TASK GOAL: Reproduce in full, with no changes, the interview excerpt below on AI in clinical trials.

As a result, data managers have a more complex role to play than ever before, as they need to integrate this data, identify anomalies and ensure quality. AI can provide support to data managers in this process, identifying missing information and discrepancies in the data, supporting auto-coding of data to global standards such as MedDRA and WHODrug, and supporting the generation and follow-through on queries to ensure quality standards are met. As a result of AI alleviating the burden on data managers in this new era, they can focus on outputs and delivering important trial insights.

Does AI support other clinical trial solutions, such as synthetic control arms?

Synthetic Control Arms (SCAs) are not an AI solution, but are powered by statistical methods and can act as a ‘virtual twin’, providing a solution where data from past participants is utilised as the control arm in a clinical trial, removing the need to enrol all or part of that population.

SCAs are becoming more accepted by regulators in certain disease areas where it is hard to recruit into a control arm due to the rare nature of the disease, or where it may be unethical. We have successful examples of significantly reducing or eliminating the number of patients recruited into the control arm. Patients joining these trials, especially those with aggressive diseases, are searching for hope. The more that we can help patients get the experimental treatment that they’re really hoping for, the better, and SCAs will increasingly play a vital role in facilitating this.

You mentioned imaging earlier, which plays an important role in clinical research in some therapy areas. To what extent can AI help this process?

AI shows tremendous promise for supporting imaging throughout all phases of clinical research. Many imaging steps in clinical trials, including image quality control and interpretation, are still performed manually, which is time-consuming and error-prone. AI can support automated text detection and protected health information (PHI) removal to reduce PHI in images and flag quality issues, helping to identify deficiencies more consistently and earlier in the process, ensuring the highest quality imaging trial data.

AI can also support radiology assessments, reducing read times and improving quality. Radiologists are one of the most expensive resources on a trial and standardised assessment criteria like RECIST used on oncology trials can leverage AI to help identify and measure lesions, saving the radiologist time and reducing the variability that is often seen in these assessments.

AI clearly has huge potential when it comes to clinical research, but do you have any concerns about the use of this technology?

[Saved data entries]
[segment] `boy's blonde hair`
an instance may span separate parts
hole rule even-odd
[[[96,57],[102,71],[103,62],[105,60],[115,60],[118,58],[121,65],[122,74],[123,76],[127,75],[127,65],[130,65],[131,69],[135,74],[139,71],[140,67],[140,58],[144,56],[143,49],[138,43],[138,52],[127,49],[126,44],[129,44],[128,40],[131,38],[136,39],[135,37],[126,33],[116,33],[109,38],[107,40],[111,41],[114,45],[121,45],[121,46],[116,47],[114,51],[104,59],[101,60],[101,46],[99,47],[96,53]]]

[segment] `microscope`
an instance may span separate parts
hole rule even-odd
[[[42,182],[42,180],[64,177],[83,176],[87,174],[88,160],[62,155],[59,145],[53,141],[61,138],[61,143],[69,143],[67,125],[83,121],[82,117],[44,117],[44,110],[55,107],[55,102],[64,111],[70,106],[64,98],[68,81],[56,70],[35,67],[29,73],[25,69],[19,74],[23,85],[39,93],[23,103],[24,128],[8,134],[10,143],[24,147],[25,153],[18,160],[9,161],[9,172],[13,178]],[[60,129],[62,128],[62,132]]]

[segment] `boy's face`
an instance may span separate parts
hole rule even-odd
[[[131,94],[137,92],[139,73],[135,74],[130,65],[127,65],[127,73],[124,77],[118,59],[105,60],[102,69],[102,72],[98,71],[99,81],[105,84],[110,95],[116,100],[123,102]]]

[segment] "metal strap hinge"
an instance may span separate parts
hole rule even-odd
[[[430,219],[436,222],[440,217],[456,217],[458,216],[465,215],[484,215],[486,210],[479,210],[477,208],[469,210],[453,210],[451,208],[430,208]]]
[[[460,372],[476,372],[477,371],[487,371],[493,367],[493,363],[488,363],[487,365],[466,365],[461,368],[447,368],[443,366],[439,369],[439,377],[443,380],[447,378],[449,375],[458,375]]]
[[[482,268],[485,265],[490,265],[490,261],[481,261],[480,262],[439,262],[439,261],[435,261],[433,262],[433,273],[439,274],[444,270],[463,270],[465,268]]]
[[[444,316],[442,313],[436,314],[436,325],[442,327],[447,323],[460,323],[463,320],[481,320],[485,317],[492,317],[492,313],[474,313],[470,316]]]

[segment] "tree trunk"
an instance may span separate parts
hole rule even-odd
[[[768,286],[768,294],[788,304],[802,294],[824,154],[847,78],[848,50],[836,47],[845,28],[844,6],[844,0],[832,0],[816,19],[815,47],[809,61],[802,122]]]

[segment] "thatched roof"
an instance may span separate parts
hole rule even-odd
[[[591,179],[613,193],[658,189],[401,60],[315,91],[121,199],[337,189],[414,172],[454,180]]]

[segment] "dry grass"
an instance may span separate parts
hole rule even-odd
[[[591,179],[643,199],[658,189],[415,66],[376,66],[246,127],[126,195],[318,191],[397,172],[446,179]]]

SOLVED EXERCISE:
As a result, data managers have a more complex role to play than ever before, as they need to integrate this data, identify anomalies and ensure quality. AI can provide support to data managers in this process, identifying missing information and discrepancies in the data, supporting auto-coding of data to global standards such as MedDRA and WHODrug, and supporting the generation and follow-through on queries to ensure quality standards are met. As a result of AI alleviating the burden on data managers in this new era, they can focus on outputs and delivering important trial insights.

Does AI support other clinical trial solutions, such as synthetic control arms?

Synthetic Control Arms (SCAs) are not an AI solution, but are powered by statistical methods and can act as a ‘virtual twin’, providing a solution where data from past participants is utilised as the control arm in a clinical trial, removing the need to enrol all or part of that population.

SCAs are becoming more accepted by regulators in certain disease areas where it is hard to recruit into a control arm due to the rare nature of the disease, or where it may be unethical. We have successful examples of significantly reducing or eliminating the number of patients recruited into the control arm. Patients joining these trials, especially those with aggressive diseases, are searching for hope. The more that we can help patients get the experimental treatment that they’re really hoping for, the better, and SCAs will increasingly play a vital role in facilitating this.

You mentioned imaging earlier, which plays an important role in clinical research in some therapy areas. To what extent can AI help this process?

AI shows tremendous promise for supporting imaging throughout all phases of clinical research. Many imaging steps in clinical trials, including image quality control and interpretation, are still performed manually, which is time-consuming and error-prone. AI can support automated text detection and protected health information (PHI) removal to reduce PHI in images and flag quality issues, helping to identify deficiencies more consistently and earlier in the process, ensuring the highest quality imaging trial data.

AI can also support radiology assessments, reducing read times and improving quality. Radiologists are one of the most expensive resources on a trial and standardised assessment criteria like RECIST used on oncology trials can leverage AI to help identify and measure lesions, saving the radiologist time and reducing the variability that is often seen in these assessments.

AI clearly has huge potential when it comes to clinical research, but do you have any concerns about the use of this technology?